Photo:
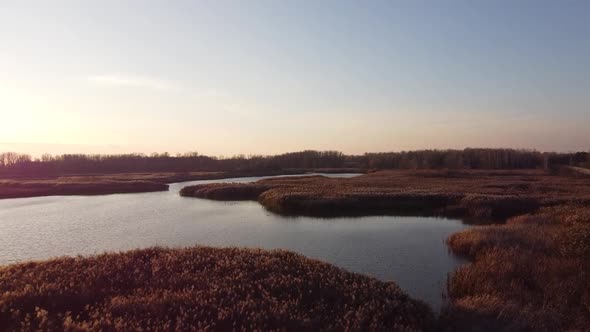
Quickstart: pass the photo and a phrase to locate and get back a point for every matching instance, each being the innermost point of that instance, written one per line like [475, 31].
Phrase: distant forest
[15, 164]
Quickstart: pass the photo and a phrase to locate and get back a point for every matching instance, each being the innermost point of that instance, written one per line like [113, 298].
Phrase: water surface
[408, 250]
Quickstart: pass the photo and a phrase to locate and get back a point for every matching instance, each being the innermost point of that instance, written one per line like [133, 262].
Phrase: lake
[408, 250]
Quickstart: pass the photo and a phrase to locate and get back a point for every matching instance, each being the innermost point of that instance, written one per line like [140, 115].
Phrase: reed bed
[204, 289]
[530, 270]
[473, 195]
[531, 274]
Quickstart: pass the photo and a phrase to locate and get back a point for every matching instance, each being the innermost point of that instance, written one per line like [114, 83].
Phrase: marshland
[496, 248]
[288, 165]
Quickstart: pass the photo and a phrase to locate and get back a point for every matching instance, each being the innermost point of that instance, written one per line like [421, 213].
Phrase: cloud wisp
[133, 82]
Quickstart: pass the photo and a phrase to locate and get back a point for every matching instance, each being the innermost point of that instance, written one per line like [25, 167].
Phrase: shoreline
[105, 184]
[527, 271]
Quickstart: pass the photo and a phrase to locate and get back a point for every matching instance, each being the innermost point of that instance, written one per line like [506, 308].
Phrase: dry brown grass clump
[201, 289]
[532, 274]
[490, 195]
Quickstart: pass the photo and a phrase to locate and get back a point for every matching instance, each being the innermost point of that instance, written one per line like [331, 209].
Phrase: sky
[265, 77]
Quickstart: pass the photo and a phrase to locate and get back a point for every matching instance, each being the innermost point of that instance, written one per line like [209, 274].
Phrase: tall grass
[531, 274]
[201, 289]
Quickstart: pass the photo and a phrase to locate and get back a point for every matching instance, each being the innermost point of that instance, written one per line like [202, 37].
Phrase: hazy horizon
[265, 77]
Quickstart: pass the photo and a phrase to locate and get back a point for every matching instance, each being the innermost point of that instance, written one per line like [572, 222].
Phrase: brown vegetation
[529, 274]
[21, 165]
[201, 289]
[532, 274]
[32, 188]
[477, 195]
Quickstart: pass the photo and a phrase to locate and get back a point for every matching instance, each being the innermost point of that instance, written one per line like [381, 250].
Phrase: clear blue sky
[226, 77]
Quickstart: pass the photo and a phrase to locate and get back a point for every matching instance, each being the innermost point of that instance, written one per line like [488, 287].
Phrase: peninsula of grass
[529, 270]
[204, 289]
[474, 195]
[102, 184]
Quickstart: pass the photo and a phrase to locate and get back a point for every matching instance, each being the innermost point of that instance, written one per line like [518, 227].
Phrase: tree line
[15, 164]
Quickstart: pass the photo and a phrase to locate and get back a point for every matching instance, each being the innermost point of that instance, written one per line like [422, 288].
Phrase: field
[204, 289]
[473, 195]
[102, 184]
[529, 269]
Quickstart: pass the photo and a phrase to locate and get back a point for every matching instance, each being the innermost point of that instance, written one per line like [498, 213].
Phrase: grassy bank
[473, 195]
[101, 184]
[529, 272]
[201, 288]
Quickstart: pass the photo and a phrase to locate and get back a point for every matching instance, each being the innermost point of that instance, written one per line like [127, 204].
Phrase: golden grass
[201, 289]
[531, 274]
[479, 195]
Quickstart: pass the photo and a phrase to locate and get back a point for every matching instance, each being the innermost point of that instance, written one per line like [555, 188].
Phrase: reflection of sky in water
[408, 250]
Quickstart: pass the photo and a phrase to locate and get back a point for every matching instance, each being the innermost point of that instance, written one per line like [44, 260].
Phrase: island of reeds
[529, 253]
[201, 288]
[75, 174]
[529, 269]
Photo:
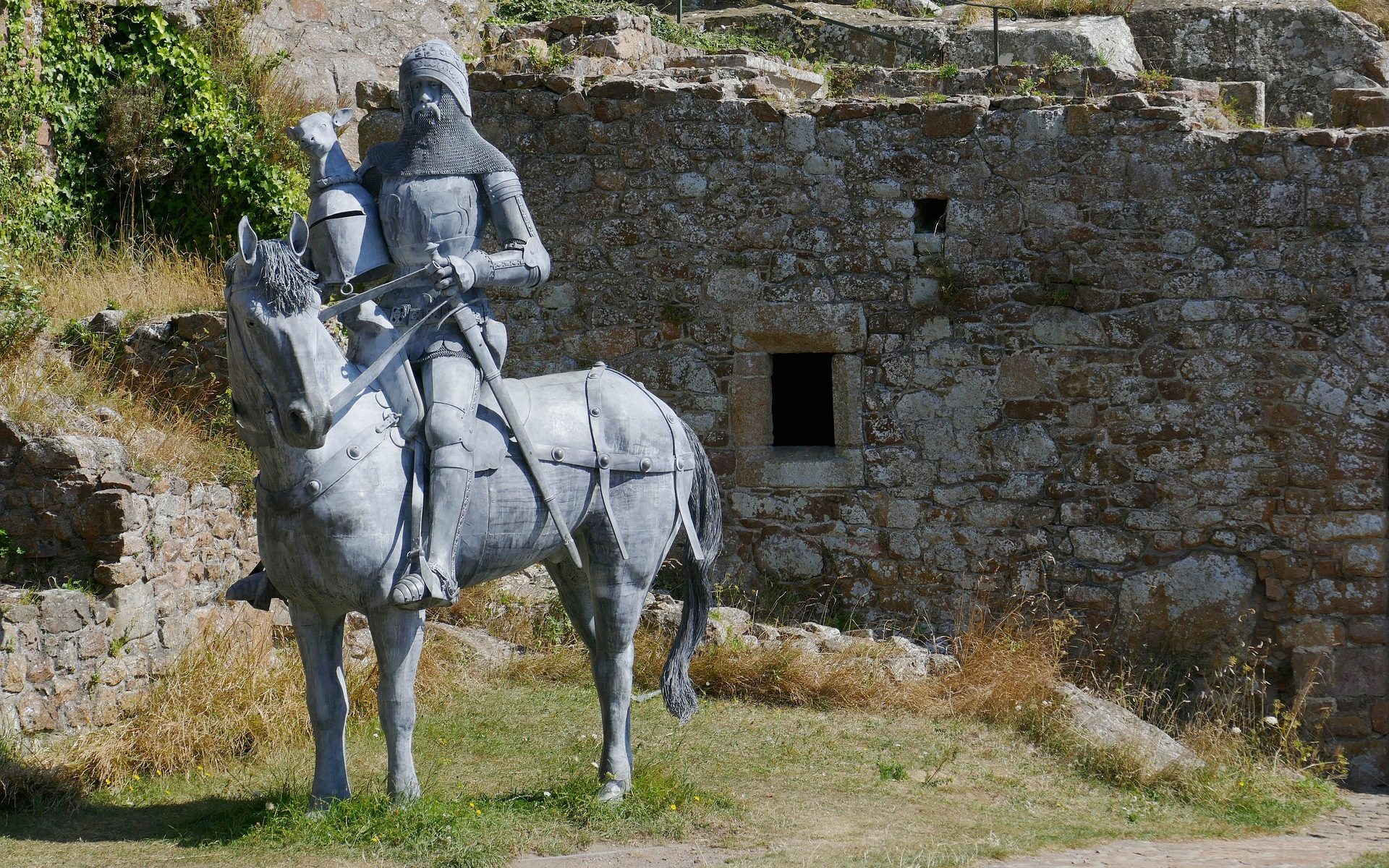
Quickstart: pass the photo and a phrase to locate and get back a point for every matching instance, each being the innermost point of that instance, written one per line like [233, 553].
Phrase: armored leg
[451, 385]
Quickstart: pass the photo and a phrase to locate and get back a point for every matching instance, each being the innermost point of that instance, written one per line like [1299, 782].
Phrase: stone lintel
[800, 467]
[798, 327]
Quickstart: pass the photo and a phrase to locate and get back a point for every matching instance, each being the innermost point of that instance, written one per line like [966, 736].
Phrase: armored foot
[425, 590]
[255, 590]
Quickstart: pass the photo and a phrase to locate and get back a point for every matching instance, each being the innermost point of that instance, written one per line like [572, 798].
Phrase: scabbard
[471, 327]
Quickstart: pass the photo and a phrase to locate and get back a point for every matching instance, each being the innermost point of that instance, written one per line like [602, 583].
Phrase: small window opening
[803, 399]
[930, 214]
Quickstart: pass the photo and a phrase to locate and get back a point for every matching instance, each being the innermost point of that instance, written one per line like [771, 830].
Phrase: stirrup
[256, 590]
[425, 590]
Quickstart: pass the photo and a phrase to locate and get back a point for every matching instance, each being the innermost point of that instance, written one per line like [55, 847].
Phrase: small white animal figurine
[345, 239]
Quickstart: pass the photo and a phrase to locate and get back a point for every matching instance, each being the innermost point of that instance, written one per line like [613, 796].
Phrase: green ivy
[148, 138]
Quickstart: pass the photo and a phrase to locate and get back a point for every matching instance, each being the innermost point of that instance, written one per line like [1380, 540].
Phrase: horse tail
[708, 516]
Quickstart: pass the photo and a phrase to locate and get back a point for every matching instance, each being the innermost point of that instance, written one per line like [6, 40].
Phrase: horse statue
[334, 511]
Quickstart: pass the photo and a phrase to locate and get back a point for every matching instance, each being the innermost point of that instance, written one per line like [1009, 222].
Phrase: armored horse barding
[334, 511]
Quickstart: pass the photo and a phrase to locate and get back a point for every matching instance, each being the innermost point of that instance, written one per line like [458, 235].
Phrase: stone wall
[131, 567]
[1141, 365]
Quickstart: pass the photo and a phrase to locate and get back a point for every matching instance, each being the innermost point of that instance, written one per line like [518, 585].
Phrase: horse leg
[619, 593]
[399, 638]
[573, 587]
[320, 642]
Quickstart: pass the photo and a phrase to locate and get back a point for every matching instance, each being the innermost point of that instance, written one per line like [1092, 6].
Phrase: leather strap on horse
[593, 392]
[357, 299]
[682, 464]
[330, 472]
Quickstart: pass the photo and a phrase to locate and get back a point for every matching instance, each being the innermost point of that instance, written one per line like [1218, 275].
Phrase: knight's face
[424, 99]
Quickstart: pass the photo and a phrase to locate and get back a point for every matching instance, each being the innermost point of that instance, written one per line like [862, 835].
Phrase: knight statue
[436, 190]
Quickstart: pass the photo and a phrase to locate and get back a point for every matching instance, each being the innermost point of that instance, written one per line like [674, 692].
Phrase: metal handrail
[996, 10]
[925, 52]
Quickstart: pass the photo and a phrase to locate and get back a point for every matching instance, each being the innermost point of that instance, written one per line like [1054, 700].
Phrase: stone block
[798, 328]
[134, 611]
[1312, 632]
[1360, 107]
[64, 611]
[1248, 99]
[127, 571]
[1360, 673]
[71, 451]
[803, 467]
[1089, 39]
[1369, 631]
[1199, 603]
[1346, 525]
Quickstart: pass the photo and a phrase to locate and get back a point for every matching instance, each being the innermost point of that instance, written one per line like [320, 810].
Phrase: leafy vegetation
[155, 132]
[1155, 81]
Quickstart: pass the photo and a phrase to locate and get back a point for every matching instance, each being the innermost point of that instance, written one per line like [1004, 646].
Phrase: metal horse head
[274, 336]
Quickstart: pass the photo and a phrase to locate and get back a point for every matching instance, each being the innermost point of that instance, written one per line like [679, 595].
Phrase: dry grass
[34, 782]
[1375, 10]
[155, 278]
[228, 696]
[1005, 664]
[234, 694]
[46, 392]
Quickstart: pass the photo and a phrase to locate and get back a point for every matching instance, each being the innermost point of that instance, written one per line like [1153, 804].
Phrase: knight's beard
[428, 114]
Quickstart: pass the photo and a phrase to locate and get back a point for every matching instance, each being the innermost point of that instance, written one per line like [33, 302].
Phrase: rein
[344, 460]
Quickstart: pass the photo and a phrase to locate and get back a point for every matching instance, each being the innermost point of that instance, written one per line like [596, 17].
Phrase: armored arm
[522, 260]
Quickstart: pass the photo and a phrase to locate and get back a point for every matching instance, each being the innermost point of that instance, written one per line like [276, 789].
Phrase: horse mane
[291, 288]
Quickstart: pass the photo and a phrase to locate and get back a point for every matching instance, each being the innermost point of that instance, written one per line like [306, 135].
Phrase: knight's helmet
[439, 61]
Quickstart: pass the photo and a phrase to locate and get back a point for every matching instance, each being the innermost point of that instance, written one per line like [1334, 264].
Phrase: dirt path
[1341, 838]
[1345, 835]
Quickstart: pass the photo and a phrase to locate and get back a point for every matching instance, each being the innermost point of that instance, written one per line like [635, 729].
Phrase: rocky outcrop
[328, 48]
[1099, 41]
[617, 43]
[901, 656]
[179, 356]
[1110, 727]
[109, 574]
[1301, 49]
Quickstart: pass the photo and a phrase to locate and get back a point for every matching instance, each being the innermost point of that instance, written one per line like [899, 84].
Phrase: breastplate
[434, 210]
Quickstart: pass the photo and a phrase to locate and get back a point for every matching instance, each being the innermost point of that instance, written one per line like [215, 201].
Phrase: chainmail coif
[453, 146]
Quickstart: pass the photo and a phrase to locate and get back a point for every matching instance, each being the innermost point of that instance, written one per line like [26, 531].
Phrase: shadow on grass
[441, 828]
[193, 824]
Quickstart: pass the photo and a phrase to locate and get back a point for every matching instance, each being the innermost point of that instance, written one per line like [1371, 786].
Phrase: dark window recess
[930, 216]
[803, 399]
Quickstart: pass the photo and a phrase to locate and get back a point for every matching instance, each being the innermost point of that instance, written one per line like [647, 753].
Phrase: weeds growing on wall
[663, 25]
[156, 132]
[1375, 10]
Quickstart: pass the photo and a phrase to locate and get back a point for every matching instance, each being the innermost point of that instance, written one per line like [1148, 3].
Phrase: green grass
[851, 788]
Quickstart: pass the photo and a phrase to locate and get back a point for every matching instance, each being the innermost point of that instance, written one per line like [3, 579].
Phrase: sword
[471, 327]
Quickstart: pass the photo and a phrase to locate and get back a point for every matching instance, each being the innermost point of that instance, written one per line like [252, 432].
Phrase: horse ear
[246, 239]
[299, 235]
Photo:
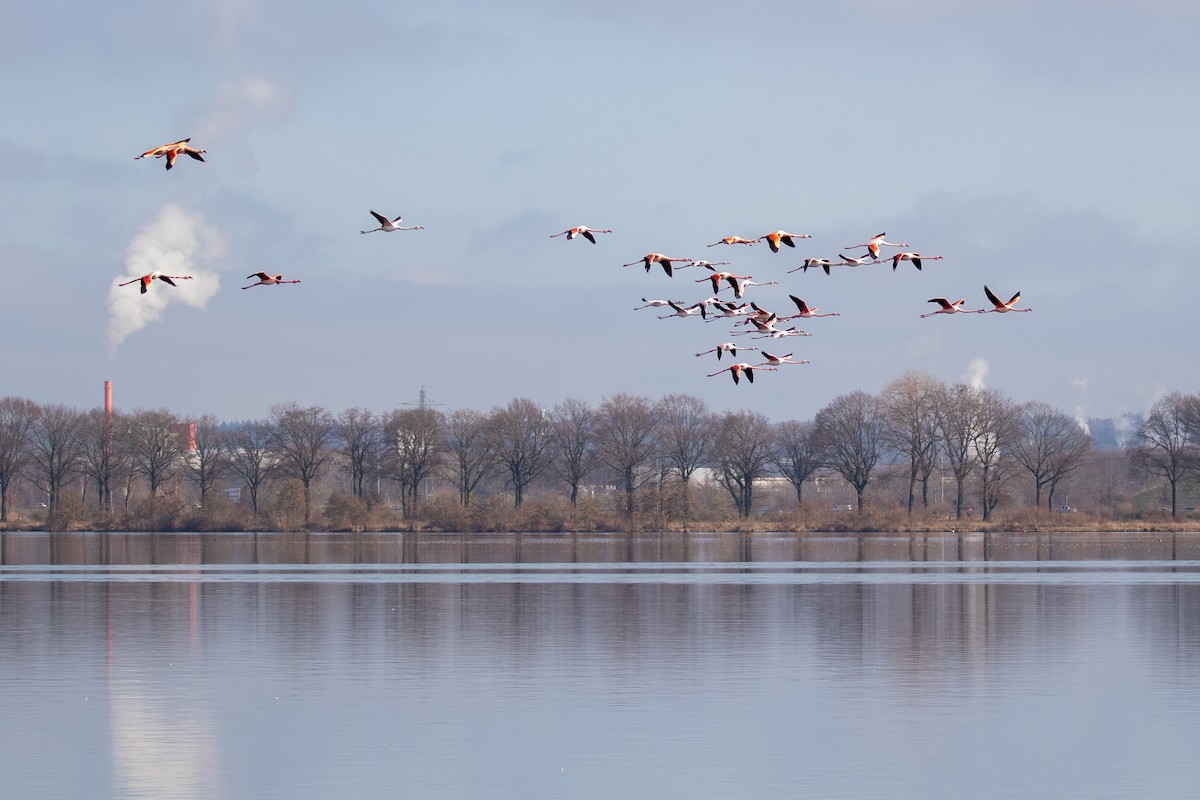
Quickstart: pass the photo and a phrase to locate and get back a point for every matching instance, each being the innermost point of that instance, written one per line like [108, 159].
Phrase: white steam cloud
[977, 373]
[171, 245]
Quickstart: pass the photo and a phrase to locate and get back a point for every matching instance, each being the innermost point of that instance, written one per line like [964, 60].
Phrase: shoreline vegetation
[346, 513]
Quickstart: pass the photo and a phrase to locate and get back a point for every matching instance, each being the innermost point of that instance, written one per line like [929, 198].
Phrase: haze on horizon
[1042, 148]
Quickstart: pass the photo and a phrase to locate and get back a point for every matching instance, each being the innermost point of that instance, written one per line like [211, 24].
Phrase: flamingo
[652, 304]
[265, 280]
[808, 313]
[916, 258]
[727, 347]
[1000, 306]
[773, 239]
[823, 263]
[777, 360]
[582, 230]
[172, 151]
[726, 310]
[657, 258]
[147, 280]
[733, 240]
[738, 368]
[948, 307]
[729, 277]
[875, 242]
[388, 226]
[679, 311]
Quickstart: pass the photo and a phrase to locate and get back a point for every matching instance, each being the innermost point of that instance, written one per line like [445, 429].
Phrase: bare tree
[996, 429]
[741, 452]
[101, 456]
[1049, 445]
[252, 456]
[685, 434]
[155, 445]
[957, 413]
[627, 429]
[361, 439]
[413, 444]
[797, 453]
[469, 455]
[209, 461]
[910, 405]
[521, 438]
[850, 429]
[573, 427]
[1161, 445]
[304, 440]
[55, 440]
[17, 419]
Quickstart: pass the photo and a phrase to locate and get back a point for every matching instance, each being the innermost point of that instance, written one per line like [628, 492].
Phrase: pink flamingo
[737, 370]
[733, 240]
[582, 230]
[948, 307]
[774, 239]
[805, 312]
[1001, 307]
[777, 360]
[265, 280]
[875, 242]
[172, 151]
[389, 226]
[916, 258]
[657, 258]
[727, 347]
[147, 280]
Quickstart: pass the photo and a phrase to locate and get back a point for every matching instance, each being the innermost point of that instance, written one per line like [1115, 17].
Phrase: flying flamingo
[808, 313]
[727, 347]
[948, 307]
[1000, 306]
[773, 239]
[582, 230]
[389, 226]
[657, 258]
[916, 258]
[730, 278]
[172, 151]
[265, 280]
[147, 280]
[823, 263]
[777, 360]
[679, 311]
[875, 242]
[652, 304]
[733, 240]
[738, 368]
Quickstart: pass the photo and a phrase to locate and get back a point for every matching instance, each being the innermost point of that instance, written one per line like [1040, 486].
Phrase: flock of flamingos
[755, 320]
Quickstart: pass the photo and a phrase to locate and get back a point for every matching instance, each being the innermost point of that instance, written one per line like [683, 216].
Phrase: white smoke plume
[172, 245]
[977, 373]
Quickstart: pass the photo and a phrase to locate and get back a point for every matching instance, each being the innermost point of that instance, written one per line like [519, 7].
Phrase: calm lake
[609, 666]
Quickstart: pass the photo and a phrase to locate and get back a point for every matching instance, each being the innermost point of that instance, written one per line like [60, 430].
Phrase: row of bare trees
[917, 425]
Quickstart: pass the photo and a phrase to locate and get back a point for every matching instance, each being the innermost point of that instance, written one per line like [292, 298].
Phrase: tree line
[918, 429]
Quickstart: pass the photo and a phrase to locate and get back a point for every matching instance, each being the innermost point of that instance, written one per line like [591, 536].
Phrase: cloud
[977, 373]
[172, 245]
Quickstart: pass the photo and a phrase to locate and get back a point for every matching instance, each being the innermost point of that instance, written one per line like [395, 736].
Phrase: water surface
[599, 666]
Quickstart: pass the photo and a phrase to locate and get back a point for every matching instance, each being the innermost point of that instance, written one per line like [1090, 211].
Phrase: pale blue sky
[1039, 146]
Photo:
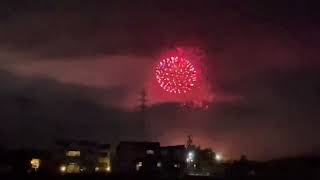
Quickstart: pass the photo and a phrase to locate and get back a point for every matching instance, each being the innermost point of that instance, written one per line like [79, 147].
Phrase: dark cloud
[261, 60]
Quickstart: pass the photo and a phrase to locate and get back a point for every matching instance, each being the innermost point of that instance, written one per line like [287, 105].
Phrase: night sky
[75, 69]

• • • • •

● **Assigned task**:
Your answer should be the lines from the first record down to the line containing "like [209, 274].", restated exactly, with no pictures.

● **Exercise result**:
Photo:
Quickstart: pass the photo and a phrase to locate and get back a point for every matching instance, each being the innermost point of that instance, written one per line like [475, 31].
Phrase: distant forest
[15, 164]
Quickstart: pass the photo and a phrase to locate and get back a point for every matching instance, each being the innermost point of that instance, written one per line like [113, 298].
Phrase: water surface
[408, 250]
Quickstart: pass the photo and a phrase to locate and get back a point for every matching instance, each being the innermost point of that instance, written one per line like [133, 262].
Phrase: lake
[408, 250]
Quickstart: pass the photo and a phrase to locate and get back a point for every matching instance, each being the innermost point of that instance, written one per line like [140, 115].
Phrase: reed bed
[204, 289]
[530, 270]
[473, 195]
[531, 274]
Quickstart: pass the photo and a phrase to locate and get back a point for every matching instance, each being the innermost point of that instance, written one per line like [114, 83].
Phrase: marshland
[496, 248]
[288, 165]
Quickstart: pass the photo and a phrase to locate and get back a point for every matching instance, each being the innermost point of that instance, written one per line like [421, 213].
Phrase: cloud wisp
[133, 82]
Quickstart: pass the photo and a phrase to locate and get back a point for every matching instance, each being the innermost point of that instance, written one per line like [25, 167].
Phrase: shoreline
[105, 184]
[527, 271]
Quickstart: pass the photo and a phrase to locate and get back a point for every matching instance, each being the innermost point of that instance, written one per line like [506, 308].
Phrase: dry brown grass clump
[201, 289]
[532, 274]
[490, 195]
Quickstart: pass the photo and a phrase to locate and get back a point for every matching instance, each being the innermost point of that instance, written one per line like [331, 209].
Phrase: sky
[265, 77]
Quickstart: pass the photo and a phrase to locate and get back a point for every matching instance, each being the innermost point of that instance, written one per line like [209, 274].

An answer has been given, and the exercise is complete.